The task:
Retype the part of the MEX article between "MEX (minimal excluded) of" and "in $O(N \log N)$ time.", inclusive, with no changes.

MEX (minimal excluded) of a sequence

Given an array $A$ of size $N$. You have to find the minimal non-negative element that is not present in the array. That number is commonly called the MEX (minimal excluded).

\begin{align} \text{mex}(\{0, 1, 2, 4, 5\}) &= 3 \\ \text{mex}(\{0, 1, 2, 3, 4\}) &= 5 \\ \text{mex}(\{1, 2, 3, 4, 5\}) &= 0 \\ \end{align}

Notice, that the MEX of an array of size $N$ can never be bigger than $N$ itself.

The easiest approach is to create a set of all elements in the array $A$, so that we can quickly check if a number is part of the array or not. Then we can check all numbers from $0$ to $N$, if the current number is not present in the set, return it.

Implementation

The following algorithm runs in $O(N \log N)$ time.

int mex(vector<int> const& A) {
set<int> b(A.begin(), A.end());

int result = 0;
while (b.count(result))
++result;
return result;
}


If an algorithm requires a $O(N)$ MEX computation, it is possible by using a boolean vector instead of a set. Notice, that the array needs to be as big as the biggest possible array size.

int mex(vector<int> const& A) {
static bool used[MAX_N+1] = { 0 };

// mark the given numbers
for (int x : A) {
if (x <= MAX_N)
used[x] = true;
}

// find the mex
int result = 0;
while (used[result])
++result;

// clear the array again
for (int x : A) {
if (x <= MAX_N)
used[x] = false;
}

return result;
}


This approach is fast, but only works well if you have to compute the MEX once. If you need to compute the MEX over and over, e.g. because your array keeps changing, then it is not effective. For that, we need something better.

Records:
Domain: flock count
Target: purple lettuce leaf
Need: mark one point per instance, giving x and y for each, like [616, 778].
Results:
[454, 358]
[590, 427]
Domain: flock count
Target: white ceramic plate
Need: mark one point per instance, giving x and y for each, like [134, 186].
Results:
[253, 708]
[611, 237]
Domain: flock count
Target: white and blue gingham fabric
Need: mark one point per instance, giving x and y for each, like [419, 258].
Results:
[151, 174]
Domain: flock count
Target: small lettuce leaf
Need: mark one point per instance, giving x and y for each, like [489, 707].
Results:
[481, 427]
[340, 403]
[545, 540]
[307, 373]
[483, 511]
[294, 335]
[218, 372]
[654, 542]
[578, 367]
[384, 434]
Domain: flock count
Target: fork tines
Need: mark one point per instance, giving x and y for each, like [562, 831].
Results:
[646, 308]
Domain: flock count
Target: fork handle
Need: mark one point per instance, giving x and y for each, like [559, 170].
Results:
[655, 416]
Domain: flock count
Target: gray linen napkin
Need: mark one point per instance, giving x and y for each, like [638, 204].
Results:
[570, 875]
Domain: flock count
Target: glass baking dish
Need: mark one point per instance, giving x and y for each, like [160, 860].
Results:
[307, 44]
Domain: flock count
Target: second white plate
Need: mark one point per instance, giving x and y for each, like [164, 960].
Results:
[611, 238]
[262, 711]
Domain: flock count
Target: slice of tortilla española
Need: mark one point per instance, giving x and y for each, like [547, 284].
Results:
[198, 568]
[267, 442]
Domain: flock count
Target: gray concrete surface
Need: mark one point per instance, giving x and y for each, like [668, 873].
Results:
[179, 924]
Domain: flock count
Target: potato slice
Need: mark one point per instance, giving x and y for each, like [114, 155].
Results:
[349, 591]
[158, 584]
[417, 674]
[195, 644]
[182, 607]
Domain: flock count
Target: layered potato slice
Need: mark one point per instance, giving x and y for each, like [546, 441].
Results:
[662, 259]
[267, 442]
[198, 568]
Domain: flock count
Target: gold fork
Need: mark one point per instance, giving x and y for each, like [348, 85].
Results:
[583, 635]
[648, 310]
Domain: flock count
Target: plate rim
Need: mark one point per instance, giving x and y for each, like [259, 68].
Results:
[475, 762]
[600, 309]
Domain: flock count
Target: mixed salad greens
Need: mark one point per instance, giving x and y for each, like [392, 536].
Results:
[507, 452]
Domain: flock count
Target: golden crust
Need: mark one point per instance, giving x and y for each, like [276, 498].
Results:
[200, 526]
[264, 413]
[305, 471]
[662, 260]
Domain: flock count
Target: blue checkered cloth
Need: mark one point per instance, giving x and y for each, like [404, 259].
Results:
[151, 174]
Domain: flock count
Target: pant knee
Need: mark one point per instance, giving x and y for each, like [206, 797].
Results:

Correct answer:
MEX (minimal excluded) of a sequence

Given an array $A$ of size $N$. You have to find the minimal non-negative element that is not present in the array. That number is commonly called the MEX (minimal excluded).

\begin{align} \text{mex}(\{0, 1, 2, 4, 5\}) &= 3 \\ \text{mex}(\{0, 1, 2, 3, 4\}) &= 5 \\ \text{mex}(\{1, 2, 3, 4, 5\}) &= 0 \\ \end{align}

Notice, that the MEX of an array of size $N$ can never be bigger than $N$ itself.

The easiest approach is to create a set of all elements in the array $A$, so that we can quickly check if a number is part of the array or not. Then we can check all numbers from $0$ to $N$, if the current number is not present in the set, return it.

Implementation

The following algorithm runs in $O(N \log N)$ time.